Please rewrite every line of the listing in the part that opens with the line containing "Point to one spot on every instance of the coat sleeve" and closes with the line containing "[(234, 112)]", both ends included. Raise each coordinate in that part by 48 and leave all other wording unchanged.

--- start of Data to process ---

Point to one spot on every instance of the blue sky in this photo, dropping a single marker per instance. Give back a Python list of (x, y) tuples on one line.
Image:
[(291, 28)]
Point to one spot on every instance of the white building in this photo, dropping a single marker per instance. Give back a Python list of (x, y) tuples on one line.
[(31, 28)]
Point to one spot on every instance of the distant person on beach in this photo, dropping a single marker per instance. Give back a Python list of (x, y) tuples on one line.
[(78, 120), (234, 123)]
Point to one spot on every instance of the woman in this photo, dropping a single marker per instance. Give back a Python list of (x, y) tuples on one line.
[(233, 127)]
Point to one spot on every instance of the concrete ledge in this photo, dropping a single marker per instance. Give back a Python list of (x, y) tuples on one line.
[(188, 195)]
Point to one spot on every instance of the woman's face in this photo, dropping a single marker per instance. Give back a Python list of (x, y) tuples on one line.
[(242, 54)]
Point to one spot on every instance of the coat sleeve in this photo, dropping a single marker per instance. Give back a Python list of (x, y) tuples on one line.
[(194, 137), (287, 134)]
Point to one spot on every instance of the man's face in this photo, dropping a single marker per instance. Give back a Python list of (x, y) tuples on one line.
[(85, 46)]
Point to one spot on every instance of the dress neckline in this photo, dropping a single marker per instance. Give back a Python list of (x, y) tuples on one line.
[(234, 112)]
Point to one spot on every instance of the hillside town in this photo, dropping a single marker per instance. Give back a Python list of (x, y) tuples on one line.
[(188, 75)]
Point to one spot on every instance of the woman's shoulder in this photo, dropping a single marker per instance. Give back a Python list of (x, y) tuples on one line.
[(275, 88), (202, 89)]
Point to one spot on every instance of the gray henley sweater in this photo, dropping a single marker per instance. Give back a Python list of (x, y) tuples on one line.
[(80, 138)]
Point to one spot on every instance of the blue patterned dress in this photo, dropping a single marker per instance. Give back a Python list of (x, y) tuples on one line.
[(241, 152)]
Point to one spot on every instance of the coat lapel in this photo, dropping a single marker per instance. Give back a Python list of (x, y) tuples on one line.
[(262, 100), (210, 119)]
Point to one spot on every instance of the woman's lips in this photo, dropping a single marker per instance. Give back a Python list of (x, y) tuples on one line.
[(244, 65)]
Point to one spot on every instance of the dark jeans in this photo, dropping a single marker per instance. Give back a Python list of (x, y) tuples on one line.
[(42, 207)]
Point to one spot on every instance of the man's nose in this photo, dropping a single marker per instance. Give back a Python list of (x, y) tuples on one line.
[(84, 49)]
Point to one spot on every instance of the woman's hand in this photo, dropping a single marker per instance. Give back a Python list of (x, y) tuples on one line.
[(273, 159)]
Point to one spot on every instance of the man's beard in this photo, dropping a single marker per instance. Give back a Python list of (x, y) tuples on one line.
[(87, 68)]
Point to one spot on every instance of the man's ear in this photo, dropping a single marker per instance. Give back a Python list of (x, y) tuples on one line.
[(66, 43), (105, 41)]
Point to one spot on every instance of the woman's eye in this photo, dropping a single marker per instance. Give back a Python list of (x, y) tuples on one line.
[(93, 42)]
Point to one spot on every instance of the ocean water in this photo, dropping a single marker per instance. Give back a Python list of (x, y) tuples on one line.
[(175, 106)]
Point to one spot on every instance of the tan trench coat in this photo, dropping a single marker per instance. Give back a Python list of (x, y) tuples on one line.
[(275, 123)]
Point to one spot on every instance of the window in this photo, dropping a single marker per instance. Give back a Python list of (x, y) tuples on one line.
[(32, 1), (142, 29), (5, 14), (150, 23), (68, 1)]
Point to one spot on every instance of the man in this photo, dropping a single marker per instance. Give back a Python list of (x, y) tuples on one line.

--- end of Data to process ---

The completed task:
Point to one spot on every instance of the coat sleeve in this photo, dropping a single marker per instance. Give back a Python list of (x, y) tuples on one line.
[(242, 185), (335, 182)]
Point to one spot on every instance of the man's face in this photo, dropping a single marker per instance. Give back a Python list of (x, y) tuples on one line.
[(133, 94)]
Point to one spot on every instance of the dress neckline in this photo, dropping a single marker per instance. Give back a Python list of (x, y) tuples on one line.
[(282, 160)]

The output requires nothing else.